Work to do:
Answer these questions from the excerpt on the Mississippi abortion law:
1. What is the only abortion facility in the state?
2. Which president appointed Judge Carlton Reeves?
3. After how many weeks does current Mississippi law ban abortions?

State records show about 200 abortions a year are performed on babies between 15 and 20 weeks of pregnancy.

The Center for Reproductive Rights and Jackson Women’s Health, the only abortion facility in the state, are challenging the law.

“With respect to the State’s purported interest in maternal health, the Supreme Court has held that, until viability, it is for a woman, and not the State, to compare the risks of pregnancy and childbirth and abortion, among other factors, in deciding whether to terminate or continue a pregnancy,” wrote Hillary Schneller, an attorney for the pro-abortion groups.

In November, Judge Carlton Reeves of the Southern District of Mississippi blocked the law, arguing it “unequivocally” violates a woman’s right to an abortion.

Reeves, who was appointed by pro-abortion President Barack Obama, lobbed sharp criticisms at pro-life advocates, including false claims that they do not really care about women or babies. Instead, the judge claimed to understand pro-life advocates’ real motivations: “controlling women and minorities.”

Current Mississippi law bans abortions after 20 weeks, which is the most states are allowed to do under U.S. Supreme Court rulings. Roe v. Wade and subsequent rulings prohibit states from banning abortions prior to viability. Pro-life lawmakers hope the U.S. Supreme Court eventually will accept one of these legal challenges and allow states to begin protecting unborn babies again.

Excerpted records:

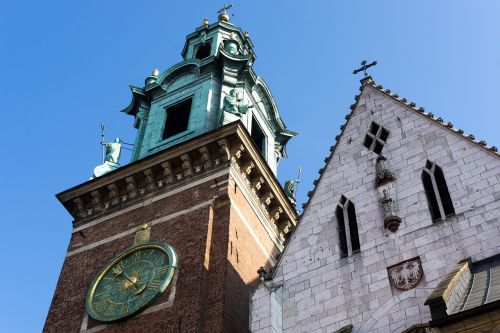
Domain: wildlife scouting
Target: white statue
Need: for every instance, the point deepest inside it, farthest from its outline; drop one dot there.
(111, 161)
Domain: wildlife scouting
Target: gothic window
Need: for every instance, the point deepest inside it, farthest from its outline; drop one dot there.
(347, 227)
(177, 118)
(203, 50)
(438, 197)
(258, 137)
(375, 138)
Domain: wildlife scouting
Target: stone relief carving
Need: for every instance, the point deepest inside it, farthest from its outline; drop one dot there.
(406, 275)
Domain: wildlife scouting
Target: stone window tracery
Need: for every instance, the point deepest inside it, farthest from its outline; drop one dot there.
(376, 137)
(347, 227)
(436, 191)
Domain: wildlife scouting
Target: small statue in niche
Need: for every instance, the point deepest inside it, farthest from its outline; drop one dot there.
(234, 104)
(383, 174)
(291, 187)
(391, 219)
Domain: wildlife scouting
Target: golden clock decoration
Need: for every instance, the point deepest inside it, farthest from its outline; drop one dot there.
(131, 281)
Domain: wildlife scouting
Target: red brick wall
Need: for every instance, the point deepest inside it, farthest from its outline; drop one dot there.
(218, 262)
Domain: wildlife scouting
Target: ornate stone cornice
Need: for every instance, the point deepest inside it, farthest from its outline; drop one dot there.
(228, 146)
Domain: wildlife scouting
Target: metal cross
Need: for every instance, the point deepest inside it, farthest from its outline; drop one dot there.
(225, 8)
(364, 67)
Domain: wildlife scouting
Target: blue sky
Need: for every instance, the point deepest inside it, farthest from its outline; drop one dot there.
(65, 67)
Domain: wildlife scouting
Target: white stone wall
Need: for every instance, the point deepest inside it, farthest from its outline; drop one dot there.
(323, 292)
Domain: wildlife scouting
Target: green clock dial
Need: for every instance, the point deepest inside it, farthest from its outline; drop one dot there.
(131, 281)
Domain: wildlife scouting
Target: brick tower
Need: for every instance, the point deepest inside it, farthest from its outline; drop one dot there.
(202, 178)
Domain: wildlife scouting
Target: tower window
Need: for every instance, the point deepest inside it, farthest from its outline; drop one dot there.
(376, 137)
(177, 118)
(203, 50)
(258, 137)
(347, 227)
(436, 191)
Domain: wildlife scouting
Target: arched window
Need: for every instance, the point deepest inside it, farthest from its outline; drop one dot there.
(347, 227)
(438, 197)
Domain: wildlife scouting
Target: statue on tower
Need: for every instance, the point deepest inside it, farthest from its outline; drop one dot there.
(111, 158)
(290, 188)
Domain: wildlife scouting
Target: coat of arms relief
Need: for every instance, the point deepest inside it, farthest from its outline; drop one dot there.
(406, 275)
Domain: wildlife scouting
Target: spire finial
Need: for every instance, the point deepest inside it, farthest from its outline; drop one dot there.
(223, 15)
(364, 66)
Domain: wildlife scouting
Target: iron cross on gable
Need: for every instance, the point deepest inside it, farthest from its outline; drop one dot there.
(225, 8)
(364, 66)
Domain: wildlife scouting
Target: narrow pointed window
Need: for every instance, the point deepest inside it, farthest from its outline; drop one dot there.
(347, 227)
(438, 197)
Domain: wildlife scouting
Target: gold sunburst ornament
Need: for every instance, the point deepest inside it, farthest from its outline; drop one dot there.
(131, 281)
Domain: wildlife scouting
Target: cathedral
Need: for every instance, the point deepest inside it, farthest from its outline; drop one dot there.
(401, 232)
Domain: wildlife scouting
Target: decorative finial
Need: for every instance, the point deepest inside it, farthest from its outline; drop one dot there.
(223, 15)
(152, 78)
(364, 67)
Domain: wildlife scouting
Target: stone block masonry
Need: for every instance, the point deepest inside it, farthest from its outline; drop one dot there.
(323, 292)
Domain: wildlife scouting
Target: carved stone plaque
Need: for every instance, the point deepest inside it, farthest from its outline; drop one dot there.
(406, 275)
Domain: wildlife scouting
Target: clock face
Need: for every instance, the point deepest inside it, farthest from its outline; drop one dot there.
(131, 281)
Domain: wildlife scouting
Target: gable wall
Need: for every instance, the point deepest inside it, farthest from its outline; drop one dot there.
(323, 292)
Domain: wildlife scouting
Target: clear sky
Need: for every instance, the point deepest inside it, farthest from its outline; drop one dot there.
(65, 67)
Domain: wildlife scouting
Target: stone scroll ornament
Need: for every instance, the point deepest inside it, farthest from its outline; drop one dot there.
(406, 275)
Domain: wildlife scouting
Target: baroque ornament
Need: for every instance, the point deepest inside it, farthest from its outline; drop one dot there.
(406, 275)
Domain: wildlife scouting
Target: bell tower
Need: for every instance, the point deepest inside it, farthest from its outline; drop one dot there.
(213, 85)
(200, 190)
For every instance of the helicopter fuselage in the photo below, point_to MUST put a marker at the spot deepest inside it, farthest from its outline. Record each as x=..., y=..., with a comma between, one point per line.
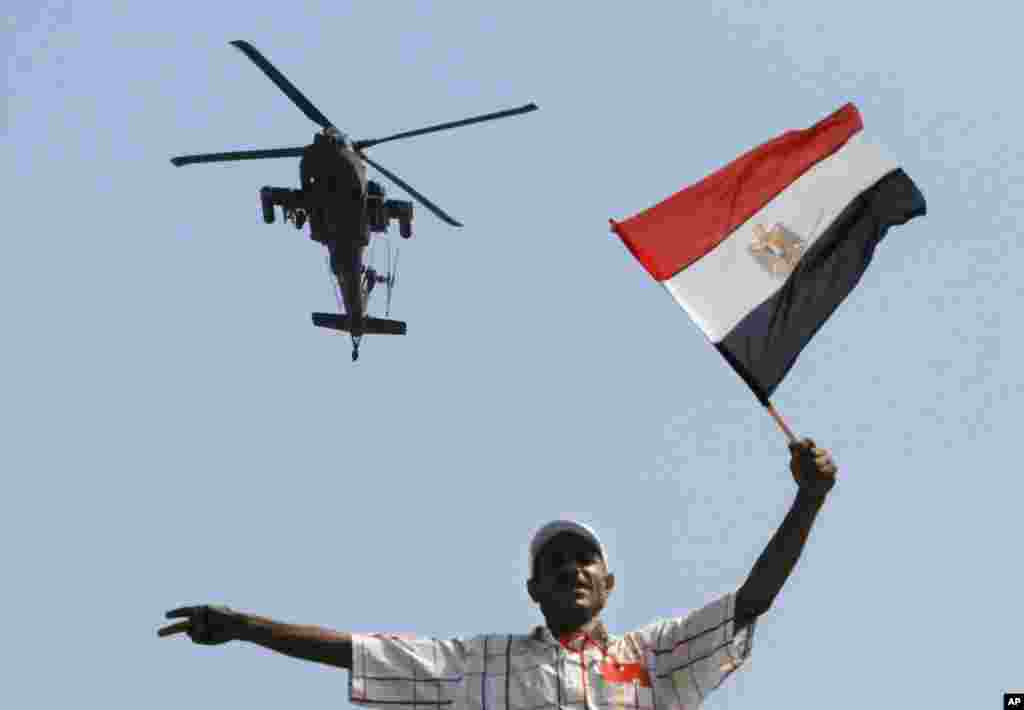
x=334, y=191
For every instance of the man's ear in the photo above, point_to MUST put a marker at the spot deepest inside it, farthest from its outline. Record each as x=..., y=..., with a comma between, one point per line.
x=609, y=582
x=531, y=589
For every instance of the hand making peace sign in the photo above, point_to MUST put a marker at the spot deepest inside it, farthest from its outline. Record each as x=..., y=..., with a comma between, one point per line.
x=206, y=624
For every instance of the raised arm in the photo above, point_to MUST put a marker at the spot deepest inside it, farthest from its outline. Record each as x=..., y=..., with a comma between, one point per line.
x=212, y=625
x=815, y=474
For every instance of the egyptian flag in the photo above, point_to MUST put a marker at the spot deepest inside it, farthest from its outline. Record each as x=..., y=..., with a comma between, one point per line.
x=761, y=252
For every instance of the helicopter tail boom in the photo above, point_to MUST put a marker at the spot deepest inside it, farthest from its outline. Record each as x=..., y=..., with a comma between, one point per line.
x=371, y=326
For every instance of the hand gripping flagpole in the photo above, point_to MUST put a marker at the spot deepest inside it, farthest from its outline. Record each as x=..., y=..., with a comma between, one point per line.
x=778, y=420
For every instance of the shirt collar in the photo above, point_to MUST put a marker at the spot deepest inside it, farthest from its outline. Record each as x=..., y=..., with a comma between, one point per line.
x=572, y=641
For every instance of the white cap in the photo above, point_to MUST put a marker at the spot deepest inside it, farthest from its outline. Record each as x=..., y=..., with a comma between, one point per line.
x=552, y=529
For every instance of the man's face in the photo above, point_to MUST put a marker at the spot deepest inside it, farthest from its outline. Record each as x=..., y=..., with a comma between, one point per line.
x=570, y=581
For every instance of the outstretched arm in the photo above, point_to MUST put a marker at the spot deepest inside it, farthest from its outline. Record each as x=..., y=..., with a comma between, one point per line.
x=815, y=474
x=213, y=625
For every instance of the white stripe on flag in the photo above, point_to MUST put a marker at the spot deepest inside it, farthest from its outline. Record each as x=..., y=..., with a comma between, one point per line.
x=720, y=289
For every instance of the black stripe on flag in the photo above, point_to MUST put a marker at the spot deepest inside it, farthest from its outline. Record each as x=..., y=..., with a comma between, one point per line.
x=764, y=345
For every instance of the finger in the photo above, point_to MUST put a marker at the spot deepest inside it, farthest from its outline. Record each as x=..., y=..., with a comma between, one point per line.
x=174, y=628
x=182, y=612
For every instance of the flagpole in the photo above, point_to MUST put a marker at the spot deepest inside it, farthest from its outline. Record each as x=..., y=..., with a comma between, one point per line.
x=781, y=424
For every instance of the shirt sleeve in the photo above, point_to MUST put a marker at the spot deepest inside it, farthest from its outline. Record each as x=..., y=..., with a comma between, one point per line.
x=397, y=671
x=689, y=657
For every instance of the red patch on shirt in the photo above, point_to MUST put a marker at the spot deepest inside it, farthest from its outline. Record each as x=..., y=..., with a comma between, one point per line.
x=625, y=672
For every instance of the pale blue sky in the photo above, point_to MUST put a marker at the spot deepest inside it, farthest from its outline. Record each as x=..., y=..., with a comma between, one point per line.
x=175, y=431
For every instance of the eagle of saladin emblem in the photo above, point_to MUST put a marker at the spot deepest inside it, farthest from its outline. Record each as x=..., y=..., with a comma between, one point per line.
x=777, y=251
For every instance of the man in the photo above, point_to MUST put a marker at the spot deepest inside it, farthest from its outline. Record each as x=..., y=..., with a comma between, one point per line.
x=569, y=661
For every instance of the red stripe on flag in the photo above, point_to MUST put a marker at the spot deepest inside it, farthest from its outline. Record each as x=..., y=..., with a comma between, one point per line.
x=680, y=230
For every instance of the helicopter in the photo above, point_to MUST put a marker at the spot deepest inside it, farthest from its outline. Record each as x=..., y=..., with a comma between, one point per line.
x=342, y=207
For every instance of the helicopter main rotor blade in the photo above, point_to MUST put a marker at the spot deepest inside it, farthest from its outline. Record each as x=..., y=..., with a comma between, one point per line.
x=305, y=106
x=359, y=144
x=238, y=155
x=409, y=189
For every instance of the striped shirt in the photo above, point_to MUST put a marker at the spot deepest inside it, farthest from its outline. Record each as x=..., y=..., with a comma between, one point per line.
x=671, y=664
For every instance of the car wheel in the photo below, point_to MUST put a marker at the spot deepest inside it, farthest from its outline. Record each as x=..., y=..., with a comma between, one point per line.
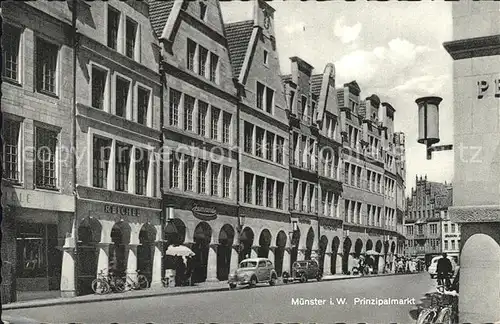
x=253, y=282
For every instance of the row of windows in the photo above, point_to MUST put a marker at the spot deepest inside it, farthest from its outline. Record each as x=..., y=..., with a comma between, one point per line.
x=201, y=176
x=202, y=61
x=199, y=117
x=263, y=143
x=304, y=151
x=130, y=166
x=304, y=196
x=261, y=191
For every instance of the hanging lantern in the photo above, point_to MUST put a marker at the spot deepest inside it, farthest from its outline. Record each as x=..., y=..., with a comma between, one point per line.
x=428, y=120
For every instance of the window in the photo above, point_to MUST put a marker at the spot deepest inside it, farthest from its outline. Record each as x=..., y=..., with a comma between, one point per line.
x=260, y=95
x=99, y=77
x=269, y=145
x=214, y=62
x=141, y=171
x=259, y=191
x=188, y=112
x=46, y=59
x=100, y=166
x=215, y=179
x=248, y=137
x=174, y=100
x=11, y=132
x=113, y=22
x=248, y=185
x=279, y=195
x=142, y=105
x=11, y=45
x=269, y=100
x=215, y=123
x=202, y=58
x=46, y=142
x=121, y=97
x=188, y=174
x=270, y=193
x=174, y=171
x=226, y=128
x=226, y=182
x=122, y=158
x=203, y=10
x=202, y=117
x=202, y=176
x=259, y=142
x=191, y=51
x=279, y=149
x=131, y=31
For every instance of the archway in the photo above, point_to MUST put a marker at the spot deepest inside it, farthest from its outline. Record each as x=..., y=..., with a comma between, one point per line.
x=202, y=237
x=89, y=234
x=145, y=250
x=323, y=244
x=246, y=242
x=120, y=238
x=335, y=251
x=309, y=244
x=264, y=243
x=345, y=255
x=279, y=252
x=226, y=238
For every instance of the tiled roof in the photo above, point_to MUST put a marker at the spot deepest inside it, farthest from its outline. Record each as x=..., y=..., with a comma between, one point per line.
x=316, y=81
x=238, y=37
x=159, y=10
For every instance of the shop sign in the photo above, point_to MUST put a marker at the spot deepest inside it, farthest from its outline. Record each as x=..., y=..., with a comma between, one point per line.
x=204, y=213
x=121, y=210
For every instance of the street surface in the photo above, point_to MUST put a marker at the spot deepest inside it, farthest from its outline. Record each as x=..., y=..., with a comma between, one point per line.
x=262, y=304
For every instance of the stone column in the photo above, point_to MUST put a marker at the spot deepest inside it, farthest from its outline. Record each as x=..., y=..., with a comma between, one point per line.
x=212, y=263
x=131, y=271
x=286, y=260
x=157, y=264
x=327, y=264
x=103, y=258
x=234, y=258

Expected answer:
1. Jackson Women’s Health
2. Barack Obama
3. 20 weeks